REQUIREMENT A: Return the passage of the post on homophobia in Australia that opens with the words containing "Last night, I" and closes with "on Australia, frankly.", copied word for word.

━━ READING TEXT ━━

Homophobia in Australia and Not Being Straight

Last night, I cried twice. First time, I was watching the documentary “Frock and a Hard Place”. Second time was in the Q and A special hosted by Tom Ballard. Why you may ask? First, because I was so upset and shocked of the cruelty that LGBT people (particularly gay men), experienced in Australia in the 1970’s and 1980’s. Sure, things may have improved, at least legally, but, frankly, I think it’s still a blood stain on Australia, frankly.

Second time was when the episode of Q and A was on, and Lifeline was mentioned. We may have come a long way, but, truth is, identifying as anything other than cis – gender and straight can be a mind/ soul destroying experience for too many people. Frankly, I do put asexuals in this category (which was mentioned last night on Q and A – wow!). People don’t realise the damage, sometimes the irreparable damage that has been done!


When it comes to the issue of same – sex marriage (which some people say is inevitable now in Australia), people give the same old line “why, it only affects a small percentage of the population”. Well, as I’ve posted before, adding LGB plus asexuals who are romantically attracted to others of the same – sex, I guessed it’s probably between 2 – 3%. However, that’s not the issue… or at least it shouldn’t be. These people are still over – represented in the suicide and bullying statistics as pointed out again last night. Why do you think that Ballard quoted the Lifeline number? (For those who don’t know, or aren’t from Australia, Lifeline is a phon counselling service). It’s because for many LGBTQ+ people, realising who they are, and coming out can have major psychological implications! For too many, it’s a seriously isolating experience. It means the risk of losing friends, family and other people that we’re suppose to be able to rely on. And, I”m sorry to say this, but for those of faith, it means the risk of emotional and spritual abuse.

This is why it’s still a big deal! Homophobia and discrimination against other sexual and gender minorities (GSM), still exist, despite our advances. These issues go WAY beyond the same – sex marriage debate that has plagued Australia for the last couple of months. This is about getting to a point where it’s no longer risky to be yourself and being able to be OK with who you are!

Discussion of Sexual Minorities in Rural Areas

Warning: depression, suicide and homophobia. If these issues affect and/ or trigger you, feel free to skip this post. If you have any struggles, please get help.

On Q and A on Monday night, they were talking about mental illness, as a part of ABC’s “Mental As” campaign. One of the questions that were asked from the audience aimed at Federal Member of Kennedy, Queensland, Bob Katter. The question was:

Thank you. My question is for Bob Katter. The youth in this area that belong to minority groups and in particular homosexuals, have a much higher rate of suicide. In the past, you have not addressed the topic of gay rigfhts, as you see it as irrelevant. Do you think it is appropriate for us to have a discussion about the links between regional Australia and suicide and willilngly omit an entire group of at risk individuals?

━━━

REQUIREMENT B: Rewrite the entries from the line containing "of the wing" through the last line of the entries as a JSON list of strings, one string per line, leaving out blank lines.

━━ SUPPLIED DATA ━━

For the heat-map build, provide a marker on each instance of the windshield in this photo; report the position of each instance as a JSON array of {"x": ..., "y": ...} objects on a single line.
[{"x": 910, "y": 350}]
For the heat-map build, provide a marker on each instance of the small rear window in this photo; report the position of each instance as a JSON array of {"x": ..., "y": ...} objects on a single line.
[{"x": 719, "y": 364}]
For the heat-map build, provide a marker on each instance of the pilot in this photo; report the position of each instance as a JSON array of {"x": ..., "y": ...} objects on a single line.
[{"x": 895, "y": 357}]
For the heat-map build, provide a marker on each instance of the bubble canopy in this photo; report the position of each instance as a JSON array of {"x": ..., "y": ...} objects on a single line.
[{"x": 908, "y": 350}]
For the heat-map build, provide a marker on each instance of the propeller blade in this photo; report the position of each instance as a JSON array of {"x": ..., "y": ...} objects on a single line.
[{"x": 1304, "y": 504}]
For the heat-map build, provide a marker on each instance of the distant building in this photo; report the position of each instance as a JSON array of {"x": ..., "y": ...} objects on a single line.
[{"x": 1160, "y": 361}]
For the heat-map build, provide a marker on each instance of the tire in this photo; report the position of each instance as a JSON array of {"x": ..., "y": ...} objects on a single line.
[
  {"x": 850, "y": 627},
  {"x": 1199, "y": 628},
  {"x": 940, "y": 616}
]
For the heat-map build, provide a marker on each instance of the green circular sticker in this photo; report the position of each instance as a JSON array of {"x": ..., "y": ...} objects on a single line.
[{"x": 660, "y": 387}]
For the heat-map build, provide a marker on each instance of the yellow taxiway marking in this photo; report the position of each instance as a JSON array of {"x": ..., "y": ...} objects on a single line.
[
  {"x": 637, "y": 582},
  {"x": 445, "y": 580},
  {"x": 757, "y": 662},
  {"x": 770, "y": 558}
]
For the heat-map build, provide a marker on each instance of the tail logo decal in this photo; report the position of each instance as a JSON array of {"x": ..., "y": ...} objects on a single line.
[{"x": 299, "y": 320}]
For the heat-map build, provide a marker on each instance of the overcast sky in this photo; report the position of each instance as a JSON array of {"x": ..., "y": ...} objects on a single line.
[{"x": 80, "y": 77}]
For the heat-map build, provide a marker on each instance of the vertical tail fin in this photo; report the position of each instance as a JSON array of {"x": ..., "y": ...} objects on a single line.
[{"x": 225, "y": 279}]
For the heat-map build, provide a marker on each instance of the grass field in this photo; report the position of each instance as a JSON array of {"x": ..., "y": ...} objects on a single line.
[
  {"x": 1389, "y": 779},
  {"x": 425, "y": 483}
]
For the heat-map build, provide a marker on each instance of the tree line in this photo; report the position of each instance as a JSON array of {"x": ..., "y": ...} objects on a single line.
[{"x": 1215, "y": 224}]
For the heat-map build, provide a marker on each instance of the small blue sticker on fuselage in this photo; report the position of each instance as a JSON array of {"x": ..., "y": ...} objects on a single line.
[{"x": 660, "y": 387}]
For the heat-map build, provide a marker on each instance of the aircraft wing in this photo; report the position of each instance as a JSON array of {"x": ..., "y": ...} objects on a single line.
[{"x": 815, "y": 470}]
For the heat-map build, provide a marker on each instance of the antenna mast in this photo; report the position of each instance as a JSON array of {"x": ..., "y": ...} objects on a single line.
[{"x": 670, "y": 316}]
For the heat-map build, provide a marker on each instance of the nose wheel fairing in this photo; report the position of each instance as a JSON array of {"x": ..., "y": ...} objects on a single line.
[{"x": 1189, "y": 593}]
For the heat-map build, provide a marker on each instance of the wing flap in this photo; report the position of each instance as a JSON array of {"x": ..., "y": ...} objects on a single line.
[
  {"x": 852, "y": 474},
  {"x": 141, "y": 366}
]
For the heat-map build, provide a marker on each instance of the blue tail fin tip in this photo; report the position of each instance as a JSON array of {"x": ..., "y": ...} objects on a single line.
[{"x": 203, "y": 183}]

━━━

FULL ANSWER A:
Last night, I cried twice. First time, I was watching the documentary “Frock and a Hard Place”. Second time was in the Q and A special hosted by Tom Ballard. Why you may ask? First, because I was so upset and shocked of the cruelty that LGBT people (particularly gay men), experienced in Australia in the 1970’s and 1980’s. Sure, things may have improved, at least legally, but, frankly, I think it’s still a blood stain on Australia, frankly.

FULL ANSWER B:
[
  "For the heat-map build, provide a marker on each instance of the wing flap in this photo; report the position of each instance as a JSON array of {\"x\": ..., \"y\": ...} objects on a single line.",
  "[",
  "  {\"x\": 852, \"y\": 474},",
  "  {\"x\": 141, \"y\": 366}",
  "]",
  "For the heat-map build, provide a marker on each instance of the blue tail fin tip in this photo; report the position of each instance as a JSON array of {\"x\": ..., \"y\": ...} objects on a single line.",
  "[{\"x\": 203, \"y\": 183}]"
]